> EXTRACT PROVIDED
***

Characterization and surface-reactivity of nanocrystalline anatase in aqueous solutions

The chemical and electrostatic interactions at mineral-water interfaces are of fundamental importance in many geochemical, materials science, and technological processes; however, the effects of particle size at the nanoscale on these interactions are poorly known. Therefore, comprehensive experimental and characterization studies were completed, to begin to assess the effects of particle size on the surface reactivity and charging of metal-oxide nanoparticles in aqueous solutions. Commercially available crystalline anatase (TiO2) particles were characterized using neutron and X-ray small-angle scattering, electron microscopy, and laser diffraction techniques. The 4 nm primary nanoparticles were found to exist almost exclusively in a hierarchy of agglomerated structures. Potentiometric and electrophoretic mobility titrations were completed in NaCl media at ionic strengths from (0.005 to 0.3) mol/kg, and 25 degrees C, with these two experimental techniques matched as closely as the different procedures permitted. The pH of zero net proton charge (pHznpc, from potentiometric titration) and isoelectric point pH value (pHiep, from electrophoretic mobility titrations) were both in near perfect agreement (6.85 +/- 0.02). At high ionic strengths the apparent pHznpc value was offset slightly toward lower pH values, which suggests some specific adsorption of the Na+ electrolyte ions. Proton-induced surface charge curves of nanocrystalline anatase were very similar to those of larger rutile crystallites when expressed relative to their respective pHznpc values, indicating that the development of positive and negative surface charge away from the pHznpc for nanocrystalline anatase is similar to that of larger TiO2 crystallites.

***

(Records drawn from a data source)
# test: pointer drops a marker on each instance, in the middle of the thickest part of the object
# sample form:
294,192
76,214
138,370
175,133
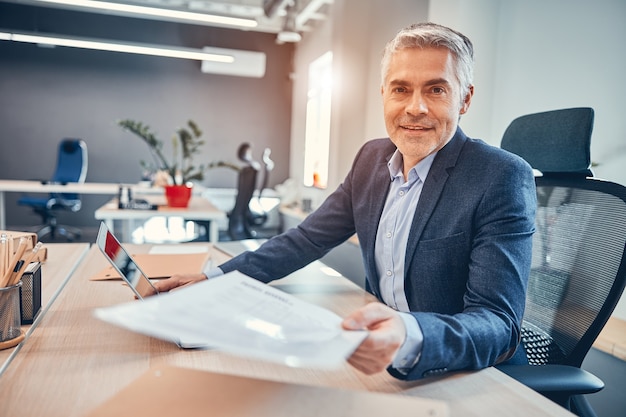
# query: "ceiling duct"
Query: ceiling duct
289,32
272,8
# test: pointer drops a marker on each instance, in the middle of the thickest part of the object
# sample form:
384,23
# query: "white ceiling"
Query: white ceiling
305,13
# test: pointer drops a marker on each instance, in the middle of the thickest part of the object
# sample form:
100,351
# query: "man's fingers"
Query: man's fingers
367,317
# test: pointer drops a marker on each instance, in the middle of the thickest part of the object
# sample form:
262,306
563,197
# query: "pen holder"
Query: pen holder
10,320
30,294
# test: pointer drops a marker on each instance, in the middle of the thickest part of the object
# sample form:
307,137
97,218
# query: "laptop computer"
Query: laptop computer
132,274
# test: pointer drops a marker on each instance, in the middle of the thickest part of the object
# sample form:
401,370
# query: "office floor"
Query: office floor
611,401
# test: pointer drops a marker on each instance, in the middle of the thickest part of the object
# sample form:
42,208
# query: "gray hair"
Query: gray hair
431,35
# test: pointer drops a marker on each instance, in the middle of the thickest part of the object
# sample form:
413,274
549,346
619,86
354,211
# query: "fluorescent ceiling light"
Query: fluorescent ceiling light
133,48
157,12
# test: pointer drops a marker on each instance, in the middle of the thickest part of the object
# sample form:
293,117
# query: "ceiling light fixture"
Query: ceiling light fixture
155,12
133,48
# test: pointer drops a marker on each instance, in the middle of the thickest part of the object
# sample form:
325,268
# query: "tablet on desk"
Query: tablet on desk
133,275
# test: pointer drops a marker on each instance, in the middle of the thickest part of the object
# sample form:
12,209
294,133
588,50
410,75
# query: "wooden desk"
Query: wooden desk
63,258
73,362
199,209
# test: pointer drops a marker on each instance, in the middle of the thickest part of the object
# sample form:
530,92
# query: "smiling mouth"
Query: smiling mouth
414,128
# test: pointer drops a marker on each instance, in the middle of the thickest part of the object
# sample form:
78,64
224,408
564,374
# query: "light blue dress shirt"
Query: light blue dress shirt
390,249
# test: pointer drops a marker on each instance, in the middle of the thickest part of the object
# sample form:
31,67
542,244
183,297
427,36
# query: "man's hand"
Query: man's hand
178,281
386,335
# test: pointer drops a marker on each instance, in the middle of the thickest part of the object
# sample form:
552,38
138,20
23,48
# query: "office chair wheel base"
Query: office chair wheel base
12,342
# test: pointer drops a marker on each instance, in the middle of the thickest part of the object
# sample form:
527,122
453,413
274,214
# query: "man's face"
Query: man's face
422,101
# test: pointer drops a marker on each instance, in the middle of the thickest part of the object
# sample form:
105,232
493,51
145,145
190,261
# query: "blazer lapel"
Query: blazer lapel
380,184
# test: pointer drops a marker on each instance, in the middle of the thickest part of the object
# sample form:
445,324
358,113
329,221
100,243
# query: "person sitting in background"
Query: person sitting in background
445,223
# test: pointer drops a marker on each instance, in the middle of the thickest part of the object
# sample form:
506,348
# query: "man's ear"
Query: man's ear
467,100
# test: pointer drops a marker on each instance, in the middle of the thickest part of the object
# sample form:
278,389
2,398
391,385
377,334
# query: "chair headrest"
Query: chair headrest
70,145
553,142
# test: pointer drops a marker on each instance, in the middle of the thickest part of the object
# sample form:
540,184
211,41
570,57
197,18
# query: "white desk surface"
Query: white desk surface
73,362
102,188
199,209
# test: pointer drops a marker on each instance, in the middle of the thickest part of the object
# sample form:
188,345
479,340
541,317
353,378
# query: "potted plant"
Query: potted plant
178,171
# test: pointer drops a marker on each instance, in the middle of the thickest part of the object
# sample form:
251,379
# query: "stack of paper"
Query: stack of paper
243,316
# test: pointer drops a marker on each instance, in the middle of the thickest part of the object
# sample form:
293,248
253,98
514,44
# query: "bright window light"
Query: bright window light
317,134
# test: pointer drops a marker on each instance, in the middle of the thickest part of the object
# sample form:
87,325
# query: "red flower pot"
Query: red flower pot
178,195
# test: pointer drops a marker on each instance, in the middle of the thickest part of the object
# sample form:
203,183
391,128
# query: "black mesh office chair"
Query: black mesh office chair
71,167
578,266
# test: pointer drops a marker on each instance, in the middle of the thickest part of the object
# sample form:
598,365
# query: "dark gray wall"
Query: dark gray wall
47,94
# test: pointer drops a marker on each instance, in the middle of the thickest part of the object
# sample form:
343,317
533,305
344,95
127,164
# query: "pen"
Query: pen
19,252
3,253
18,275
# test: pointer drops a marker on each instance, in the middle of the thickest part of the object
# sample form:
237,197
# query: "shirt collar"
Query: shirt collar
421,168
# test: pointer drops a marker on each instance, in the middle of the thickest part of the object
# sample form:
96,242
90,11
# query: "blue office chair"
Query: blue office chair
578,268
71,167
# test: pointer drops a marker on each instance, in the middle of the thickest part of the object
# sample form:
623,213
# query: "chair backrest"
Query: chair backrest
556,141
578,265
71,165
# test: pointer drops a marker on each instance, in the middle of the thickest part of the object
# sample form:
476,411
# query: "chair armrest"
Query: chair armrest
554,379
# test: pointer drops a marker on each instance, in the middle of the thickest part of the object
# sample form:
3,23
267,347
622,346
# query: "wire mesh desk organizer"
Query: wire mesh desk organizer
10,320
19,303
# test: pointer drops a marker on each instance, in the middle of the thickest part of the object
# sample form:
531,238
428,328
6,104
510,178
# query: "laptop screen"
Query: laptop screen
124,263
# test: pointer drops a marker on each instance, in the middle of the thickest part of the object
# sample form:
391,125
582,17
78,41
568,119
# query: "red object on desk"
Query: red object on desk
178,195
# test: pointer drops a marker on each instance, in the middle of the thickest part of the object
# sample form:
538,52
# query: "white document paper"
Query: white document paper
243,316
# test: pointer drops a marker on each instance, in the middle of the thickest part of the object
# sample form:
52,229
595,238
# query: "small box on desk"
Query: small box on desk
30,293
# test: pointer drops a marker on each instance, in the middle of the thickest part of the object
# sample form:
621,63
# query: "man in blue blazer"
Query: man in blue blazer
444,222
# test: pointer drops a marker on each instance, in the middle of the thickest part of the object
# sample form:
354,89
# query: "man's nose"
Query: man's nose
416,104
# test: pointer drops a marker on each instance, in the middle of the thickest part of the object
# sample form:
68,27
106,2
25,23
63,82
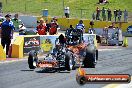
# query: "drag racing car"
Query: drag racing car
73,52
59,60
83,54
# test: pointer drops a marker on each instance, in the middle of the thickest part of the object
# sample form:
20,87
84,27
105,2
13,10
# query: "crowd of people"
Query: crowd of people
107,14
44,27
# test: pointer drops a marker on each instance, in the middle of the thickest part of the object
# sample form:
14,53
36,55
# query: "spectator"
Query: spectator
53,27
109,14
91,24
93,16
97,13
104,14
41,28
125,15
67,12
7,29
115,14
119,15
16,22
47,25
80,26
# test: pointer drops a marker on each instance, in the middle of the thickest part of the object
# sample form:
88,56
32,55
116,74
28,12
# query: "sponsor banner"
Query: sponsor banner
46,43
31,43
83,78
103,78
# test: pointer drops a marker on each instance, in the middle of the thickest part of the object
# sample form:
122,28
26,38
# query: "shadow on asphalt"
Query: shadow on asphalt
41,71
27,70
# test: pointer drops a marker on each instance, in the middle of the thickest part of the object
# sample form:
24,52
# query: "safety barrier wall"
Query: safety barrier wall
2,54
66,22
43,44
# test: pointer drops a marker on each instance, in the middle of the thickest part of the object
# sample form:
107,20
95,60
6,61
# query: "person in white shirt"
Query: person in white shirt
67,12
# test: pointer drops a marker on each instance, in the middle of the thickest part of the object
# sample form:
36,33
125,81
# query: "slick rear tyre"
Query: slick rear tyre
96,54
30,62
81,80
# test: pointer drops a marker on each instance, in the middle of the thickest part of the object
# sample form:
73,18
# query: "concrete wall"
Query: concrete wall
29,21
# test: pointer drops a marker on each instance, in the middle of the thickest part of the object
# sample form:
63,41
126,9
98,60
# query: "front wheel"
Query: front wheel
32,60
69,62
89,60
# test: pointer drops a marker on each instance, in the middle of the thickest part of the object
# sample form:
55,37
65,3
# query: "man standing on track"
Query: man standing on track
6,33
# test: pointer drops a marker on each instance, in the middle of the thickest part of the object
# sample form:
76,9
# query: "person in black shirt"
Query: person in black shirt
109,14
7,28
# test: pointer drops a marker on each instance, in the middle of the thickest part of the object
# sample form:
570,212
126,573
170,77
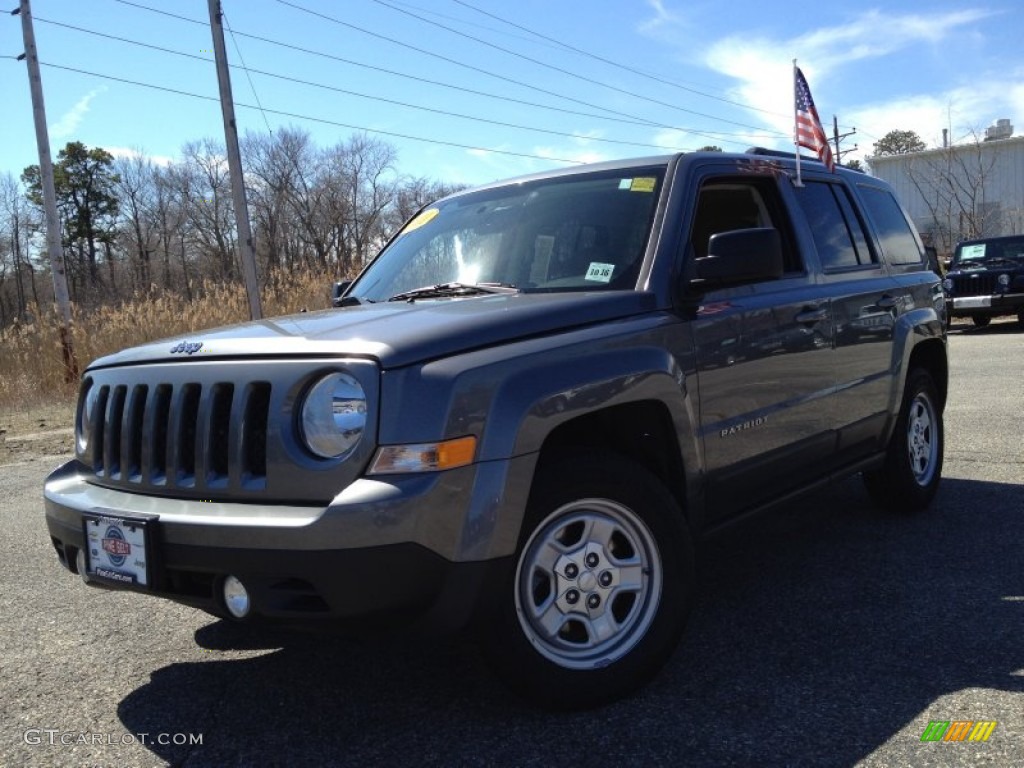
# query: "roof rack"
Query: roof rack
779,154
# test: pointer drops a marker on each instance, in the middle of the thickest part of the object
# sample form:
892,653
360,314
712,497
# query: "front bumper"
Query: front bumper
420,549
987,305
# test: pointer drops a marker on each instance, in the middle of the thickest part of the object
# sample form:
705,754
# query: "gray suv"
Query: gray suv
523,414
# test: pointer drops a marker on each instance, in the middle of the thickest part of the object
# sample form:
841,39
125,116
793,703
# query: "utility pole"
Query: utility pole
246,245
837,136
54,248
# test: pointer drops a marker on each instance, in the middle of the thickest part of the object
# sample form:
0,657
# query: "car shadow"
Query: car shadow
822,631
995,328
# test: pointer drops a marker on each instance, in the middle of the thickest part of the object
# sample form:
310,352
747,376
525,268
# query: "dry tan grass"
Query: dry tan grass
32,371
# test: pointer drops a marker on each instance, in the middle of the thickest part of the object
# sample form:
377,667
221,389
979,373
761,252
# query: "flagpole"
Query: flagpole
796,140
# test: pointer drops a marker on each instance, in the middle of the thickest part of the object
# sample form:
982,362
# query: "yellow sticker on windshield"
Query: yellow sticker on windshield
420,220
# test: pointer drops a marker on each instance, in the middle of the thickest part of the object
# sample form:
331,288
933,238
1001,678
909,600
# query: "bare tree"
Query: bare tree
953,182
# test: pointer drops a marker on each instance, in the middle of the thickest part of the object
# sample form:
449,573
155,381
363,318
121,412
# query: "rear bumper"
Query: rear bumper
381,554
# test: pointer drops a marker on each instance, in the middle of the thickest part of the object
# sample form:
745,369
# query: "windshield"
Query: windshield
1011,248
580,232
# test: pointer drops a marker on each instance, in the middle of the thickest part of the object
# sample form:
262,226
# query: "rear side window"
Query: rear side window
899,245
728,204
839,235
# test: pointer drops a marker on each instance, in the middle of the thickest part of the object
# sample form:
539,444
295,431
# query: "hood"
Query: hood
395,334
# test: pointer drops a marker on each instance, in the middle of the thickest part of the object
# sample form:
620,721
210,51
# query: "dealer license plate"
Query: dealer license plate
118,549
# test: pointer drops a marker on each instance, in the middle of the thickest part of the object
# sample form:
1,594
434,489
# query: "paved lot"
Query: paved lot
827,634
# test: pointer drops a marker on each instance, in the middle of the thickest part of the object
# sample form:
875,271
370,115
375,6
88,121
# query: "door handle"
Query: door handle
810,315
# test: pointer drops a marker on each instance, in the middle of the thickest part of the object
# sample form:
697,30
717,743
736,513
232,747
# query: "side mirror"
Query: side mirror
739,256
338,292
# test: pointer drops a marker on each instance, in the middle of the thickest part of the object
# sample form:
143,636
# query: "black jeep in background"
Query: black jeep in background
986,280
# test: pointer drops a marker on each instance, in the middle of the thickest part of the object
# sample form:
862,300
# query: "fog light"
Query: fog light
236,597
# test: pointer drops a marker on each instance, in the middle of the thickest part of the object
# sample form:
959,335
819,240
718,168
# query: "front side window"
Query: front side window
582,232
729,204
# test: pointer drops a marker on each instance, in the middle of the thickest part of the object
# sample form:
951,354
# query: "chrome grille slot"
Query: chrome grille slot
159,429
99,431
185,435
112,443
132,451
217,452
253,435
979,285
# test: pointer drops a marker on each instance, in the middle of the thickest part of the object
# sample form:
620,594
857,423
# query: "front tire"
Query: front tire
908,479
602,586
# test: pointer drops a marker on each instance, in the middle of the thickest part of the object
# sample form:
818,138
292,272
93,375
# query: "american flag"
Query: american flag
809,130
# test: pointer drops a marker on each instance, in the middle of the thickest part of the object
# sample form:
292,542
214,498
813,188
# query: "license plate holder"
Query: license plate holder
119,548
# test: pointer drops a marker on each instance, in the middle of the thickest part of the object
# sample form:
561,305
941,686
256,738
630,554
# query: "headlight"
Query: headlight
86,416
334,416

***

> EXERCISES TO COMPLETE
1. According to the anatase extract, how large were the primary nanoparticles?
2. Please report each row that contains the string "crowd", matching case exactly.
The extract and the rows were taken from separate sources.

> SET OF ANSWERS
1. 4 nm

2.
# query: "crowd of people"
Query: crowd of people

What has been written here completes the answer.